▸ **Selected text**:
»»

Today my baby turned 5, and I was jolted back to the day when my regular life was tossed in one of those plastic biohazard bins along with my placenta.
When we woke up this morning, I wasn't even sure what to do--I certainly don't have much practice. My son has not woken up in our own house (and not in the hospital) on his birthday since he turned 2. I've spent the last two birthdays trying to keep people from wishing him a happy birthday. To somehow stop his birthday from coming. To somehow stop time until we were home and he was safe. Embracing the day, feeling excited about the day and the milestone, feels a little bizarre.
Life can change in a second. One day I was walking the dogs with my giant belly, and the next day my son was in the neonatal intensive care unit with a ventilator helping him breathe while they scheduled him for open heart surgery. In those first few hours, we didn't know if we would ever see him turn one week old, yet alone one year old, or five years old. But here we are. To most people, we look like a regular family with regular kids and regular problems. That is a good thing. But on the inside, I am certainly bruised. I will never be completed healed. You don't see my scars the way you can see my sons--on his neck, his wrists, his cheek, his torso. My scars are emotional, and I carry them everywhere I go.
I wish that when we were not at the hospital, I could pack up my scars and file them away the way we pack up all my son's medical paperwork. Sometimes I wish my scars were on the outside and not on the inside. Maybe then I would not feel them. They'd be numb, dead to touch because the nerves would be dead. Then if I wasn't looking in the mirror, I might forget they were even there. But it doesn't work that way. I will always be reminded of where we've been--when he gets dressed, when he gets his medicine, when we go to the movies, when I see that he runs differently from the other kids, when I hold his hand and see how blue it looks next to my pinkish skin, when he has a birthday.
Especially when he has a birthday. Will we get one more year? Will we get five more years? As every year passes, I feel like we're getting closer to the end.
I will always feel anxious about what is to come. I will always have moments of weakness when I can't get off the couch and the tears come until my sleeves are soaked. Today won't be one of those days (I hope). I won't let my mind linger in the past; I won't let my mind wander to the future--both are filled with sadness and fear. For today, I will try and just be in the moment. To laugh when he laughs. To sing when he sings. To dance when he dance. To be proud when he blows out his candles.

««

▸ **Data for review**:
»»

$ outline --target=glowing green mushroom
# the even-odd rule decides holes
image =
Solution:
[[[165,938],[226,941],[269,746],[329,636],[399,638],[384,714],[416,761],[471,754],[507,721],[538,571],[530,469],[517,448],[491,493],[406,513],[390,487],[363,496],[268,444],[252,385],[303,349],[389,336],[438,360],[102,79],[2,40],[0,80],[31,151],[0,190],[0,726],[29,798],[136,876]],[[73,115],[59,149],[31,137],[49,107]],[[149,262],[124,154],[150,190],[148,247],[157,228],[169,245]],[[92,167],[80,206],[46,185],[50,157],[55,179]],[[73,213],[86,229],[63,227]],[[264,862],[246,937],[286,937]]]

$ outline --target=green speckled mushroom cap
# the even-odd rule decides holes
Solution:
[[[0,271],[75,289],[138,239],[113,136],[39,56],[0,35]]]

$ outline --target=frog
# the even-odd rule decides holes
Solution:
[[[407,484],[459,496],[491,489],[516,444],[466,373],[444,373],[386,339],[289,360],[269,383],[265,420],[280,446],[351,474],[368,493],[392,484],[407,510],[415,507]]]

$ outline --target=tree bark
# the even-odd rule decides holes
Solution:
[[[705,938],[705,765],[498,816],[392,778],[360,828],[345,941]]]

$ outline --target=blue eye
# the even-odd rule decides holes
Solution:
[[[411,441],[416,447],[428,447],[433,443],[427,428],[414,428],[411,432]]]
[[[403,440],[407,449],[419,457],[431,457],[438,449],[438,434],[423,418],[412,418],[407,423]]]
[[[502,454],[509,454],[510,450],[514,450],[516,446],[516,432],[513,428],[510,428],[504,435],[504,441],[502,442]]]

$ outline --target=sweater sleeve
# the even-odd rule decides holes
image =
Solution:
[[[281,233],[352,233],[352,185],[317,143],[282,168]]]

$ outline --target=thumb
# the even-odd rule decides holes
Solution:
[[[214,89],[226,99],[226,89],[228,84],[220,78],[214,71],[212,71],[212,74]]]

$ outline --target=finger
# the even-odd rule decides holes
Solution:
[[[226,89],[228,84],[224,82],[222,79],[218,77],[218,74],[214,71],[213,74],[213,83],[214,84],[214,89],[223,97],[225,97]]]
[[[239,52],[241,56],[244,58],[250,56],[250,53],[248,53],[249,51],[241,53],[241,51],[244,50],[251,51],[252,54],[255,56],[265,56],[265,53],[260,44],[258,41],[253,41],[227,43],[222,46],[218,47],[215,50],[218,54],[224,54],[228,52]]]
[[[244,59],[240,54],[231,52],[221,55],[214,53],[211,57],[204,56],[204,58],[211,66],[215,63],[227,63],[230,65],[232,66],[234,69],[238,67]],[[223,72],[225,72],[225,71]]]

««

▸ **Work request 1**: Reproduce everything in the birthday essay from "When we woke" down to "a little bizarre.".
▸ **Work request 2**: According to the birthday essay, where on the son's body can his scars be seen? List every place.
The rows have nothing to do with the birthday essay.

▸ **Answer box 1**:
When we woke up this morning, I wasn't even sure what to do--I certainly don't have much practice. My son has not woken up in our own house (and not in the hospital) on his birthday since he turned 2. I've spent the last two birthdays trying to keep people from wishing him a happy birthday. To somehow stop his birthday from coming. To somehow stop time until we were home and he was safe. Embracing the day, feeling excited about the day and the milestone, feels a little bizarre.

▸ **Answer box 2**:
- neck
- wrists
- cheek
- torso